Mit Modell meine ich in dem Fall die günstigere Komponente, also den Lüfter 

Verstehe ich das also richtig, dass du nun zwei 3-Pin Lüfter aber nur 4-Pin Anschlüsse hast?
Hast du mal im UEFI nachgesehen, ob du im "Monitor"-Tab die Regulierung der Drehzahl irgendwo auf DC umstellen kannst?

Wenn ich das richtig sehe, dann wird deine Pumpe ja auch über 3-Pin gesteuert. Unter Umständen wäre es da ratsamer, anstatt des Phobya Transformers gleich auf eine separate Lüftersteuerung umzusteigen:
Steuerungen mit Typ: Lüftersteuerung Preisvergleich | Geizhals Deutschland

Wenn du dich noch innerhalb der 14-tägigen Rücksendefrist bewegst, könntest du das Board natürlich auch noch tauschen lassen.

*PS: *der von dir verlinkte Adapter würde die 3-Pin Lüfter bei 100% durchdrehen lassen. Bei (vollwertigen) 4-Pin PWM Anschlüssen liegen am zweiten Pin immer volle 12V (100%) an, die dann lediglich durch den vierten PWM-Pin zyklisch zugeschaltet werden.
Prozessor-Lüfter-Anschluss


----------



## Lava303 (11. Februar 2017)

Ja, habe ausschließlich 4-Pin Anschlüsse. Hab auch speziell nach Boards gesucht welche nur 3-Pin Anschlüsse haben aber die Auswahl wurde sehr mager. Die meisten Boards welche mich interessierten, hatten nur 4-Pin Anschlüsse.

### ARBEITSAUFTRÄGE
(a) Beantworte anhand des Auszugs zur Lüftersteuerung kurz:
(i) In welchem Tab im UEFI soll nach einer Umstellung der Drehzahlregelung auf DC gesucht werden?
(ii) Wie viele Tage beträgt die genannte Rücksendefrist?
(iii) Welche Spannung liegt bei vollwertigen 4-Pin PWM Anschlüssen immer am zweiten Pin an?
(b) Führe den Auszug zur Lüftersteuerung nach dem letzten Satz fort.
Die Datensätze haben mit dem Auszug nichts zu tun.

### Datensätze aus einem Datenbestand
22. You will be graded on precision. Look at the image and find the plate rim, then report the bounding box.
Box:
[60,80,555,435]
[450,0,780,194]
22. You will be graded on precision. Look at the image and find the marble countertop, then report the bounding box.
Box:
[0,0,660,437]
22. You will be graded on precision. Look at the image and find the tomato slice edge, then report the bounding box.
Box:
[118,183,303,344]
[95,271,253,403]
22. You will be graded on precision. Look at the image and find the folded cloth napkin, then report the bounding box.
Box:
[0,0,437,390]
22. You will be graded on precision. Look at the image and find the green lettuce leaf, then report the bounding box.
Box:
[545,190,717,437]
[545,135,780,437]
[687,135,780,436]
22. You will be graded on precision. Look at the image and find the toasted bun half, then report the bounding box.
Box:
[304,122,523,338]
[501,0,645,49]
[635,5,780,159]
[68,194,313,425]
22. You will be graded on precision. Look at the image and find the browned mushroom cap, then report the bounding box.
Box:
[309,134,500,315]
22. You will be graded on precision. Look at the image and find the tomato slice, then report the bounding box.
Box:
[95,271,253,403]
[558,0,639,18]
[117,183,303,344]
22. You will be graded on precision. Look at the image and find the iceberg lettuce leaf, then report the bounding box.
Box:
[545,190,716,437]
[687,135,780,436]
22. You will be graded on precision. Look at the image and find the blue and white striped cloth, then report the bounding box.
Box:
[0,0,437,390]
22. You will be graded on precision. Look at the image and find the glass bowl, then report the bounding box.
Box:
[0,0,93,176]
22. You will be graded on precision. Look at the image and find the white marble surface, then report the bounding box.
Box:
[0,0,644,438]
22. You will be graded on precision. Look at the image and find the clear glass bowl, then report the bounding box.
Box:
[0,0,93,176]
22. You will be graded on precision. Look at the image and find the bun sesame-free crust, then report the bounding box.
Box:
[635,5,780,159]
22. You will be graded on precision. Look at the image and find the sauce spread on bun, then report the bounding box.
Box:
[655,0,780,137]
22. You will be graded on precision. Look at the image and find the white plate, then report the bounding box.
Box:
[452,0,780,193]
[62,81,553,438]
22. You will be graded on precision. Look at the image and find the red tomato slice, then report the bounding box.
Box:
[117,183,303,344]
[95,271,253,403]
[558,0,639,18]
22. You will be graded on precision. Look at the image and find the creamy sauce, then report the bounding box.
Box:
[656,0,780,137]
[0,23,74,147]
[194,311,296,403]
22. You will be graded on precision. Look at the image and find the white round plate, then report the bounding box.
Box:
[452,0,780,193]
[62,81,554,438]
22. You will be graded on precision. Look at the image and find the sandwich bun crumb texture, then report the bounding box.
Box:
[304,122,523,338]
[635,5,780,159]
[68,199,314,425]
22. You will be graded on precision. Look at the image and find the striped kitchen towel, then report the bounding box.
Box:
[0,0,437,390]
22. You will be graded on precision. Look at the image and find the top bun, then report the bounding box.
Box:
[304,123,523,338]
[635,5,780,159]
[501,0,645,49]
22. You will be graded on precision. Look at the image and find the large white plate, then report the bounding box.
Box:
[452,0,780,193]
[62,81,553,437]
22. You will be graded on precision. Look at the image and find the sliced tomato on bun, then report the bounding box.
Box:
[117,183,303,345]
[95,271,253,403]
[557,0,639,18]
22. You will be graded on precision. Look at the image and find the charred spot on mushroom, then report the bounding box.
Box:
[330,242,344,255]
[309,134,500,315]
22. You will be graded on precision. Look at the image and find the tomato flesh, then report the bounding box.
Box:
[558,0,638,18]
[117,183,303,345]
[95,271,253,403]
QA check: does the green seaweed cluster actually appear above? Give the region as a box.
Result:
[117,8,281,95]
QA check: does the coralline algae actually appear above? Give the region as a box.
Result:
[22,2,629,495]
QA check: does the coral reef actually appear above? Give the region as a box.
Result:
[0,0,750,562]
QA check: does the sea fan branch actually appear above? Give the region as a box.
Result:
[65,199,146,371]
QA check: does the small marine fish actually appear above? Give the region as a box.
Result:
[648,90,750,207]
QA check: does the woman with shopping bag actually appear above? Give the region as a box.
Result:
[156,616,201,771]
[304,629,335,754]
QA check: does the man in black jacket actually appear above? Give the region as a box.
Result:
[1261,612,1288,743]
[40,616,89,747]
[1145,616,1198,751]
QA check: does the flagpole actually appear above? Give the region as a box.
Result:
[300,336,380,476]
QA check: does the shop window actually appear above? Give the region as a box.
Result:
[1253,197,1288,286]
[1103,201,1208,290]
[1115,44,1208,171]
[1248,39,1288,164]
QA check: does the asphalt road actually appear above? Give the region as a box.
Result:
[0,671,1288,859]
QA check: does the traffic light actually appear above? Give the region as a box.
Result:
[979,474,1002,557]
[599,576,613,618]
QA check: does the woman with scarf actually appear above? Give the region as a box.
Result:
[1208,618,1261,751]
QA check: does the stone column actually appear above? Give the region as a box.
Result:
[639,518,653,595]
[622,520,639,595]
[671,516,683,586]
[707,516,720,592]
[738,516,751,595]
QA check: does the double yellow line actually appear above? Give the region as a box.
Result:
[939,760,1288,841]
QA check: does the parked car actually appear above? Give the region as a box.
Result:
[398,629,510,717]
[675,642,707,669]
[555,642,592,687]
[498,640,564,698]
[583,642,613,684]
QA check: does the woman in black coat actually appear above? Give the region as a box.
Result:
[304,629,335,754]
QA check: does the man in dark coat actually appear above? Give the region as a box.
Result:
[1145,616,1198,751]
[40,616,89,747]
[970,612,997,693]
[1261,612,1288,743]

### ANTWORTEN
(a)
(i) Im "Monitor"-Tab.
(ii) 14 Tage.
(iii) Volle 12V (100%).

(b)
Die Lüfter im Nanoxia sind alle 3-Pin, auch der Extra-Lüfter den ich zusätzlich gekauft hatte. War vielleicht nicht das schlauste ()aber dank deinem Link zu dem Transformer, ist ja fast alles im Lot.  

Der PC ist noch nicht Betriebsbereit, daher keine Möglichkeit im UEFI nachzusehen.

Wollte jetzt ursprünglich 2 Transformers holen, einen für CPU-Fan und einen für CHA-Fan. Beim Transformer für CHA hätte ich dann noch ein Y-Kabel mit 3x 3-Pin Anschlüssen angeschlossen. Die Transformers lassen sich auch Optimal im Gehäuse mit doppelseitigem Klebeband anbringen.

Rücksendefrist ist leider passee


----------



## DerKabelbinder (11. Februar 2017)

Ach, gibt auch viele Boards, die zwar 4-Pin Anschlüsse haben aber trotzdem nur Spannung ausgeben können 
MSI und Gigabyte erlauben sich da ganz gerne so Späße, bei denen der vierte Pin der Gehäuselüfter-Anschlüsse einfach tot ist.

Bei ASUS kann man normalerweise zwischen PWM und DC umschalten. Aber womöglich nur bei den Boards ab der preislichen Mittelklasse.

Für deine Zwecke würdest du ja jetzt mindestens 14 Euro für die beiden Transformer ausgeben, zuzüglich Y-Adapter(n). Da könnte man wie gesagt auch gleich über eine separate Lüftersteuerung nachdenken. Wobei die vollautomatisierten Versionen, die nicht auf mechanische Drehregler angewiesen sind, dann auch schonmal um die 30 aufwärts kosten. Andererseits hättest du dann aber auch genügend Anschlüsse und könntest jeden Lüfter (gegenüber der Lösung mit Y-Adaptern)  individuell und auch anhand von Sensoren  steuern.

NZXT Grid+ V2 Preisvergleich | Geizhals Deutschland


----------



## Dr Bakterius (11. Februar 2017)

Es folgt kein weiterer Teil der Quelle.